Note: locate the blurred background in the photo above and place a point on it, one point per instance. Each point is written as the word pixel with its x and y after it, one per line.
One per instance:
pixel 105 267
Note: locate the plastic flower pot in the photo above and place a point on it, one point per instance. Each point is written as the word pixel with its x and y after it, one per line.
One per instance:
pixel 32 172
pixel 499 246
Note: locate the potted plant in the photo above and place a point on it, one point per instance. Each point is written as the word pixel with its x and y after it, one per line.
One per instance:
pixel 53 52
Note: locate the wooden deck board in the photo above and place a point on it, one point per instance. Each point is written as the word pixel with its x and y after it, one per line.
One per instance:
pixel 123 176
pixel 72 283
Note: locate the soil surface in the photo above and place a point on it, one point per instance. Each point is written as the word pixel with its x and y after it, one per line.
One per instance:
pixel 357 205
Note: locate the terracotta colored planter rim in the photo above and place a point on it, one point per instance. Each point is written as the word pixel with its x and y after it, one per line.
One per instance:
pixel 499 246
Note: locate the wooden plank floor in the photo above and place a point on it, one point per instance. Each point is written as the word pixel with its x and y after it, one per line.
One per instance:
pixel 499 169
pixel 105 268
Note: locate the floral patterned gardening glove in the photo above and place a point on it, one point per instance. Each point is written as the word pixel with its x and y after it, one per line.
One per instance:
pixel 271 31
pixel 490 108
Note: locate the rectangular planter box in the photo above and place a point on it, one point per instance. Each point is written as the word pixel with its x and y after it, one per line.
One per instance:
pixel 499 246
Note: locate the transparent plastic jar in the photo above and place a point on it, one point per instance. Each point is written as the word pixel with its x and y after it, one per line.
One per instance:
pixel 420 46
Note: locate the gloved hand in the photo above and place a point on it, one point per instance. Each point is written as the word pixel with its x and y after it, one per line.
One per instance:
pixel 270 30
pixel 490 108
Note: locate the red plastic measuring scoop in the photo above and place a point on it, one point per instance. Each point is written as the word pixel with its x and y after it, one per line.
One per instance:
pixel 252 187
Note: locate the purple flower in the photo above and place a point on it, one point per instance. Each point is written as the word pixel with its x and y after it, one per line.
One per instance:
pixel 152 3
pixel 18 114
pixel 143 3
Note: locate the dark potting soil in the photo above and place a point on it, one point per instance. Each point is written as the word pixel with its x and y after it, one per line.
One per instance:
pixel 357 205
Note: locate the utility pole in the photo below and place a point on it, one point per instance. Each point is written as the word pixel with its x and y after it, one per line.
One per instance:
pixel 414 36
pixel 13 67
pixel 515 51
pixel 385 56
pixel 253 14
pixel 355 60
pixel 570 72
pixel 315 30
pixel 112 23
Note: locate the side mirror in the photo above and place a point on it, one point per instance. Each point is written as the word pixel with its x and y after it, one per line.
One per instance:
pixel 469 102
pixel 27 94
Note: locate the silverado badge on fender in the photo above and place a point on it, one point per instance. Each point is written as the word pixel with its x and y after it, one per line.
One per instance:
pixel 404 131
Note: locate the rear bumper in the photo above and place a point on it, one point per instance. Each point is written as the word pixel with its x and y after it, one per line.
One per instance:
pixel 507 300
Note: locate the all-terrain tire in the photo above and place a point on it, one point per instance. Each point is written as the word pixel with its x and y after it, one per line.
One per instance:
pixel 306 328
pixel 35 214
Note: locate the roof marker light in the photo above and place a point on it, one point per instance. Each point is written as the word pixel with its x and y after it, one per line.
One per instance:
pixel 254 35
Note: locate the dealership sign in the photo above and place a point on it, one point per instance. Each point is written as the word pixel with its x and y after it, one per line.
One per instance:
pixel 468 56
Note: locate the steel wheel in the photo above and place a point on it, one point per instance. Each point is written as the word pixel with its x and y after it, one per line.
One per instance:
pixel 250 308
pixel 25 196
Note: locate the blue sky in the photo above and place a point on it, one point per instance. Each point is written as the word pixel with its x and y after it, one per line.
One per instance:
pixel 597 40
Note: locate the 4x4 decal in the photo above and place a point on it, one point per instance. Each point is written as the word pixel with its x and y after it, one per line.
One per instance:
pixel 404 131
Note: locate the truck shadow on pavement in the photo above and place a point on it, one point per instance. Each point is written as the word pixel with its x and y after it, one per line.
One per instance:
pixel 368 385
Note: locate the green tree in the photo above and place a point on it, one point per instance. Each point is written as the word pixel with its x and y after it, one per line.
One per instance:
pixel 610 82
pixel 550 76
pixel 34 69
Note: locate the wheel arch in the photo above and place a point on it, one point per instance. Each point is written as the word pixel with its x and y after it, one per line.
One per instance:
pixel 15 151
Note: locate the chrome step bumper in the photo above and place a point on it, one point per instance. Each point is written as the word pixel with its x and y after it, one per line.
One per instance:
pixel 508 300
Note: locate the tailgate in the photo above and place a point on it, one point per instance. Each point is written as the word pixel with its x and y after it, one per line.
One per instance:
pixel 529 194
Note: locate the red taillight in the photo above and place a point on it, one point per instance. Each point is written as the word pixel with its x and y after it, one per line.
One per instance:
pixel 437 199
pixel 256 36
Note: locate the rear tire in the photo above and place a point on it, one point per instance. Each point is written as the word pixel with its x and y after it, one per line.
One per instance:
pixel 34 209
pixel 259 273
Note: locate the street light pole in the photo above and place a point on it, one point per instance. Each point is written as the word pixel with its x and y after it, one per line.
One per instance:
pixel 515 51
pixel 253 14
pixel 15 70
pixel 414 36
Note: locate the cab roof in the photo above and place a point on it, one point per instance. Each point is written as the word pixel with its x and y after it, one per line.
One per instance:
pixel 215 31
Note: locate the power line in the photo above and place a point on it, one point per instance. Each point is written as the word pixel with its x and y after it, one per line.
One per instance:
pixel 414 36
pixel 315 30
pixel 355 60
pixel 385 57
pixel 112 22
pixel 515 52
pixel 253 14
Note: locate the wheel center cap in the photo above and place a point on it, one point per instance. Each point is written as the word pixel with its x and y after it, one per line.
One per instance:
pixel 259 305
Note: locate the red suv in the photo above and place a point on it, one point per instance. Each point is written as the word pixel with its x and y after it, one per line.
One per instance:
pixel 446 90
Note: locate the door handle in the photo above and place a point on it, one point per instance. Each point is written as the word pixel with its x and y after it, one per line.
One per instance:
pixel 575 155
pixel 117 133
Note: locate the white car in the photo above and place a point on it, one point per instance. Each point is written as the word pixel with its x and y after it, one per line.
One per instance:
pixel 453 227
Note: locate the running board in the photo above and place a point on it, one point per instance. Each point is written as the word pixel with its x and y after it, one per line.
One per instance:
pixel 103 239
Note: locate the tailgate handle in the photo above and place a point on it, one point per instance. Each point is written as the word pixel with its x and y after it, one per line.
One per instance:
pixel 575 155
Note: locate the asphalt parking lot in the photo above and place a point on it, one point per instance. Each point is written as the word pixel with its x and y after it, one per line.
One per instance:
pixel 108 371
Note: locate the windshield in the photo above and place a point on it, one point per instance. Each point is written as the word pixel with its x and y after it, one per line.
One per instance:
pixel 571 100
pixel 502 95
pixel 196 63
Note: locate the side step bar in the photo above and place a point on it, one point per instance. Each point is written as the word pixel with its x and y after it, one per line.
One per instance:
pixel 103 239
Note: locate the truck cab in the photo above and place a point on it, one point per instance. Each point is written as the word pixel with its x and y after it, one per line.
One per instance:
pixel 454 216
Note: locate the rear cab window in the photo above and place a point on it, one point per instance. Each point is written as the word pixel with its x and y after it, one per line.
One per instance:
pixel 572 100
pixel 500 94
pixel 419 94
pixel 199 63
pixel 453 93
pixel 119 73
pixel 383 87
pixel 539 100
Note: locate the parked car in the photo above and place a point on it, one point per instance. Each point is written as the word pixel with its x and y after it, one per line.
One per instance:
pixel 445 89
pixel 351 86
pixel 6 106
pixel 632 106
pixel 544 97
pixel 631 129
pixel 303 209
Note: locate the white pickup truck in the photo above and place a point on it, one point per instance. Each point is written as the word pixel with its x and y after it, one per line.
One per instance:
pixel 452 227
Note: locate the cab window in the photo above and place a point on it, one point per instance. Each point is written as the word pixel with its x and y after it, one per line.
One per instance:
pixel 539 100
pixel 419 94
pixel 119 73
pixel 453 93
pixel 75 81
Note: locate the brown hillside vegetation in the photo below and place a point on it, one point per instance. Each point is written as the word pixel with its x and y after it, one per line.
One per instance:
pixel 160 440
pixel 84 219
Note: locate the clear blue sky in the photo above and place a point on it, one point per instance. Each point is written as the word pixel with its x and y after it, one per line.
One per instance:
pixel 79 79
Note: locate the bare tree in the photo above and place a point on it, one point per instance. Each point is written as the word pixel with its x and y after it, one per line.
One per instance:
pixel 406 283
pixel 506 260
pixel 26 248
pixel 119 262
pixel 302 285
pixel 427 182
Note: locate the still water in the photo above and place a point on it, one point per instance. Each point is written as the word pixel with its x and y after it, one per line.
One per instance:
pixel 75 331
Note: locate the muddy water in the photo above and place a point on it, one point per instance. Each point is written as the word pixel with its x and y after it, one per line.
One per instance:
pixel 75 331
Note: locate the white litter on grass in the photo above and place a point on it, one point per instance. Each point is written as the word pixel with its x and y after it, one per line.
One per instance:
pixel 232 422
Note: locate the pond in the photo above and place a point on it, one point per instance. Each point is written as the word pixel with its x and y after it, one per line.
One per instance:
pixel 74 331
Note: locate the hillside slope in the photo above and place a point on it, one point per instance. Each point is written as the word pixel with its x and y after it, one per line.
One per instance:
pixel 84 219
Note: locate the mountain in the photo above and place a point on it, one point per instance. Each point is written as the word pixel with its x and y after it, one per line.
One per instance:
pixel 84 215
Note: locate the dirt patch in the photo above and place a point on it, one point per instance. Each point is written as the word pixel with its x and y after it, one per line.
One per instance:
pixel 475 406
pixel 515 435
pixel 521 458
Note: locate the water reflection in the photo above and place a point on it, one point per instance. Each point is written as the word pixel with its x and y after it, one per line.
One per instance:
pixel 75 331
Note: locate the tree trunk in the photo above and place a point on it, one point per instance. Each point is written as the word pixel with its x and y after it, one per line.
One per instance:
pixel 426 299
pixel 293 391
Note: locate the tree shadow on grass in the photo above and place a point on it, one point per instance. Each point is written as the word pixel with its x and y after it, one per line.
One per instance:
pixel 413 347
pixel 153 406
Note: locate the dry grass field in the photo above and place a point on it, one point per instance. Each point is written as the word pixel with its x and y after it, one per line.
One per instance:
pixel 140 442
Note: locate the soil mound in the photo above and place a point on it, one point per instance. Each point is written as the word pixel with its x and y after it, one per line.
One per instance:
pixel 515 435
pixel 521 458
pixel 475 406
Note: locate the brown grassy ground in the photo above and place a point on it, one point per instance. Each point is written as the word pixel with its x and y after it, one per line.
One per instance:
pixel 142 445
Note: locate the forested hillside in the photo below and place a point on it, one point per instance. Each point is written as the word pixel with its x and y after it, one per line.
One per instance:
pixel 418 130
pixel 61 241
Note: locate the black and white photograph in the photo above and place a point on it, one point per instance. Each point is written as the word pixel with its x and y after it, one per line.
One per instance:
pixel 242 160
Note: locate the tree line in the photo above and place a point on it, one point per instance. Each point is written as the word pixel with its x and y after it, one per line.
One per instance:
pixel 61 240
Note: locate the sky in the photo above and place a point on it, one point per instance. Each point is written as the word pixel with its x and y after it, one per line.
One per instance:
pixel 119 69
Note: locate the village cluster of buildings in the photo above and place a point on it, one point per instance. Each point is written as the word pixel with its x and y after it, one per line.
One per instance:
· · · · ·
COMPITO DA SVOLGERE
Ricopia tali e quali le righe delle voci qui sopra, partendo da quella che contiene "Note: locate the power" e arrivando a quella che contiene "pixel 515 52", entrambe incluse.

RISPOSTA ALL'ESERCIZIO
Note: locate the power line in the photo above and place a point on it, one point per instance. Each point is written as the word pixel with its x and y after it, one per line.
One per instance:
pixel 414 36
pixel 315 30
pixel 355 60
pixel 385 57
pixel 112 22
pixel 515 52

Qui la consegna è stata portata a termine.